Given exercise ::
Go through the records and give each one again exactly.

Rows ::
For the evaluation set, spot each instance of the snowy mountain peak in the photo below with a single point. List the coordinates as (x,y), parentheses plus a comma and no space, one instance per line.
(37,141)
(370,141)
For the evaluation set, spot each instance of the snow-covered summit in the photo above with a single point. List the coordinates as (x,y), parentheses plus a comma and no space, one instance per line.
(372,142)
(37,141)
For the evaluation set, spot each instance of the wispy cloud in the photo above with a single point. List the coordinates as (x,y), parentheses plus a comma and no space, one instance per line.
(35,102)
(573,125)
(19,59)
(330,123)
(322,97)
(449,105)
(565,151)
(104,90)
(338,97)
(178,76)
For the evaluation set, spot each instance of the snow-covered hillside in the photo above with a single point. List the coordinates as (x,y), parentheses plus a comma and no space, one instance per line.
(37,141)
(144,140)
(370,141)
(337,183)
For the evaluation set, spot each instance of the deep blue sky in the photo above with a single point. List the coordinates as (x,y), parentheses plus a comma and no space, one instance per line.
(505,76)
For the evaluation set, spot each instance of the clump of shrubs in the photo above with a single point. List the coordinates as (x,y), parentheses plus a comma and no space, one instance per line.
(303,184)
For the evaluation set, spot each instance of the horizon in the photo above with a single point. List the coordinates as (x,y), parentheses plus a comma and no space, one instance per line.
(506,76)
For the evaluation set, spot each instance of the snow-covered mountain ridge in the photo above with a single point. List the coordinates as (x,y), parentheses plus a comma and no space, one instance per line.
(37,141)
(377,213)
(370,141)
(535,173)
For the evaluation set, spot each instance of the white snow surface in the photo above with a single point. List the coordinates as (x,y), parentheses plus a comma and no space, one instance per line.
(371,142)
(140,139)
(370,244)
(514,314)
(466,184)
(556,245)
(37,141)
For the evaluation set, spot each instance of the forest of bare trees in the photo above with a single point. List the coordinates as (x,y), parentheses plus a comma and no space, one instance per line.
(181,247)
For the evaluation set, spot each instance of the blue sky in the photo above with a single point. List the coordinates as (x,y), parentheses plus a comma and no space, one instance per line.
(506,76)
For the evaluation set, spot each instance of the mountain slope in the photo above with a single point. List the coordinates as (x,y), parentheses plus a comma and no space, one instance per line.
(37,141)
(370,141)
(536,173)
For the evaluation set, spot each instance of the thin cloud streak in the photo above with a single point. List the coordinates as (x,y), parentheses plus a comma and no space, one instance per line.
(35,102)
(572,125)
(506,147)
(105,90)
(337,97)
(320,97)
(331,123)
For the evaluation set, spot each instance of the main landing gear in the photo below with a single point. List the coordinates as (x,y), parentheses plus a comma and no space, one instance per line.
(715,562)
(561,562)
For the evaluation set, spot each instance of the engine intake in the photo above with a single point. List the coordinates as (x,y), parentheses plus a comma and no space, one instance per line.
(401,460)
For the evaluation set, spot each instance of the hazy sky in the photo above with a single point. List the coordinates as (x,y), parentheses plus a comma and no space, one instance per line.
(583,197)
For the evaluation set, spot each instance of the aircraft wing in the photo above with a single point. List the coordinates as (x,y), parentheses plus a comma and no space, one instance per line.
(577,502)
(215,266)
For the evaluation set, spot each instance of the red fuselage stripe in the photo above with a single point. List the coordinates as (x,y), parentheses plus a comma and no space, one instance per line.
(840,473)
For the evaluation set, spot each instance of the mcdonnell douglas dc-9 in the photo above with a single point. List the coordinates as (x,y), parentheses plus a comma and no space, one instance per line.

Written answer ::
For the evaluation set, spot each instance of the snowy mountain peak in the photo below with a single point. List the coordinates as (x,y), parentheses plus a comma and no space, one instance per line.
(37,141)
(370,141)
For the evaluation set, spot each instance of the snow-covered summit in the photo above with a single point. List the coordinates as (x,y), parentheses plus a comma and no space, one instance per line.
(372,142)
(37,141)
For the evaluation set, spot each instance of the wispy cloud in the photo above with a single point. List the coordinates as (x,y), parentheses plus a comma and no space, one instance per line.
(35,102)
(573,125)
(19,59)
(330,123)
(322,97)
(449,105)
(565,151)
(104,90)
(338,97)
(178,76)
For the evaluation set, spot each instance of the snow-covered hillside in the photo above with a single point. List the coordinates as (x,y), parentheses plus a comma and no space, one instance per line.
(37,141)
(144,140)
(370,141)
(337,183)
For the evaluation set, spot each instance of the deep blue sky in the photo above with a single point. List the coordinates as (x,y), parentheses plus a comma and no space, one instance per line.
(505,76)
For the evaluation set, spot each instance of the clump of shrubs in the photo above with a single point. List the coordinates as (x,y), parentheses plus a comma and no space, one instance per line.
(303,184)
For the evaluation set, spot each instance of the horizon in the photo above with a single point. List the coordinates as (x,y), parentheses plus a comma and no space, one instance per line.
(506,76)
For the evaluation set, spot each instance of the snow-covered mountain ridge in the photo above with a single point. List the coordinates as (x,y), parentheses plus a comma and no space, one instance per line.
(37,141)
(377,213)
(370,141)
(535,173)
For the evaluation set, spot each instance of the white snow surface in the photo above with a single point. List the coordinates as (x,y), parentheses plus a comma and no space, one instance per line.
(371,142)
(140,139)
(370,244)
(514,314)
(466,184)
(556,245)
(37,141)
For the evaluation set, spot each instance of the forest of bare trees in the photo above with a single point. List the coordinates as (x,y), parentheses plus a comma and no space, one instance per line.
(181,247)
For the evaluation set, spot each instance of the blue sky in the photo above with a single point. List the coordinates as (x,y), parentheses plus a comma and no space, one instance per line.
(506,76)
For the evaluation set, spot each instance of the mountain slope in the photo above with a single point. List the coordinates as (x,y), parentheses plus a comma and no space, one instance per line.
(37,141)
(370,141)
(536,173)
For the evaluation set, spot each instance of the thin cloud streak in the photo above with a single point. List the coordinates as (x,y), parentheses plus a comma and no space, one instance per line.
(35,102)
(572,125)
(506,147)
(105,90)
(337,97)
(320,97)
(331,123)
For the evaluation set, spot each instance of the main landing gear in the photo below with a single point. List the coordinates as (x,y), parentheses plus a comma and no space, one instance per line.
(715,562)
(561,562)
For the evaluation set, spot each instance of the engine intake in the photo above with a single point. List the coordinates as (x,y), parentheses plus a comma and no space, one instance per line.
(401,460)
For the evaluation set, spot each instance of the hazy sky in the photo above with a single point. List the coordinates as (x,y), parentheses plus a comma and no space, one instance per line.
(583,197)
For the evaluation set, spot each instance of the aircraft wing in the photo above with a single point. List the coordinates as (x,y), parentheses plus a comma and no space, one instance per line.
(577,502)
(215,266)
For the evaluation set, spot each instance of the red fuselage stripe in the photo above with a single point. List the coordinates as (x,y), parentheses plus a comma and no space, one instance per line.
(840,473)
For the evaluation set, spot each instance of the mcdonnell douglas dc-9 in the photo above with a single point. List the coordinates as (x,y), parentheses plus a comma and no space, one instance per line.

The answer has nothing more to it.